▼
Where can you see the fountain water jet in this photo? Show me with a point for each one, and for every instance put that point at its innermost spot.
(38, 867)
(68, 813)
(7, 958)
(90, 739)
▲
Instructions to follow: Recast every line of the items above as a Markdown table with two columns, Row and Line, numbering each row and leaving out blank lines.

Solution:
| Row | Line |
|---|---|
| 1 | Where can you see the fountain water jet in this photo? Show me with a point for each one, and for every instance put that point at its innermost spot. |
| 2 | (38, 867) |
| 3 | (68, 813) |
| 4 | (7, 958) |
| 5 | (90, 739) |